## Kutipan sumber
########

Sejumlah pasien Covid-19 yang dikarantina di mes Lembaga Penjamin Mutu Pendidikan Provinsi Maluku di Kota Ambon mengamuk pada Jumat (12/7/2020) malam. Mereka merusak sejumlah fasilitas dan membakar pos.
Oleh
FRANS PATI HERIN
·3 menit baca
AMBON, KOMPAS — Sejumlah pasien Covid-19 yang dikarantina di mes Lembaga Penjamin Mutu Pendidikan Provinsi Maluku di Kota Ambon mengamuk pada Jumat (12/7/2020) malam. Mereka merusak sejumlah fasilitas dan membakar pos di dalam kompleks itu. Mereka memaksa dikeluarkan dari tempat tersebut. Kasus pembakaran itu menambah panjang peristiwa pembangkangan warga kepada petugas.
Kepala Sub-Bagian Humas Polres Kota Pulau Ambon dan Pulau-pulau Lease Inspektur Dua Titan Firmansyah pada Sabtu (13/6/2020) mengatakan, kericuhan itu berawal dari pengumuman hasil tes usap (swab) tahap kedua bagi 26 orang yang menjalani perawatan di tempat karantina itu. Dari 26 orang, lima orang dinyatakan negatif sehingga diperbolehkan pulang.
Pos dirusak dan dibakar.
Mengetahui lima orang akan dipulangkan, ada di antara 21 pasien itu juga menuntut untuk dipulangkan. Petugas lalu menjelaskan bahwa orang yang diperkenankan pulang adalah mereka yang hasil tes usap tahap kedua menunjukkan negatif. Tahap kedua dimaksud adalah untuk yang kedua kali setelah pasien melewati pemeriksaan usap.
Kendati sudah dijelaskan, mereka masih tetap mendesak untuk keluar dari tempat perawatan itu. Mereka keluar, lalu melampiaskan kemarahan dengan merusak pos penjagaan yang ada di depan. ”Pos dirusak dan dibakar,” kata Titan. Petugas keamanan datang dan mengendalikan situasi. Mereka yang menuntut pulang itu dapat dibendung.

########

## Tugas latihan ini
A - Menurut berita tentang kericuhan pasien Covid-19 di Ambon, berapa orang dari 26 pasien di tempat karantina itu yang dinyatakan negatif pada tes usap tahap kedua?
B - Salin kata demi kata bagian berita tentang kericuhan pasien Covid-19 di Ambon, mulai dari "Mengetahui lima orang" dan berakhir pada "melewati pemeriksaan usap.".
Entri-entri berikut merupakan bahan tersendiri yang terpisah dari berita ini.

## Data sumber
########

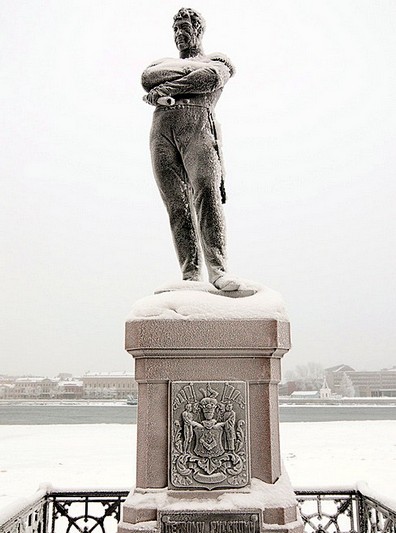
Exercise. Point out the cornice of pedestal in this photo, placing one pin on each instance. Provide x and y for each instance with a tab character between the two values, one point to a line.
207	338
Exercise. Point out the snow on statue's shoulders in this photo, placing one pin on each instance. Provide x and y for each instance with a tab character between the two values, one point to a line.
193	300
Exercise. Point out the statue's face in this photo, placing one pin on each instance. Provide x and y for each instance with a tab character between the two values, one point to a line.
185	36
208	407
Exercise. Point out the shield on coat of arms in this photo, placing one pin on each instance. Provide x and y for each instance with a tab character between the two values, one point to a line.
208	441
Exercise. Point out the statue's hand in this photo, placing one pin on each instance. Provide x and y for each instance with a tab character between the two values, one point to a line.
158	92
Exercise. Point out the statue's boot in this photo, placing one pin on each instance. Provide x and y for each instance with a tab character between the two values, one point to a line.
226	283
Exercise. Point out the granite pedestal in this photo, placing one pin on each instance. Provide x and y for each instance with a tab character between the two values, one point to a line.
208	369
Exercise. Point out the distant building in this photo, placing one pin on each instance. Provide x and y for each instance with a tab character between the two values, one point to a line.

########

## Jawaban latihan
A - Lima orang.

B -
Mengetahui lima orang akan dipulangkan, ada di antara 21 pasien itu juga menuntut untuk dipulangkan. Petugas lalu menjelaskan bahwa orang yang diperkenankan pulang adalah mereka yang hasil tes usap tahap kedua menunjukkan negatif. Tahap kedua dimaksud adalah untuk yang kedua kali setelah pasien melewati pemeriksaan usap.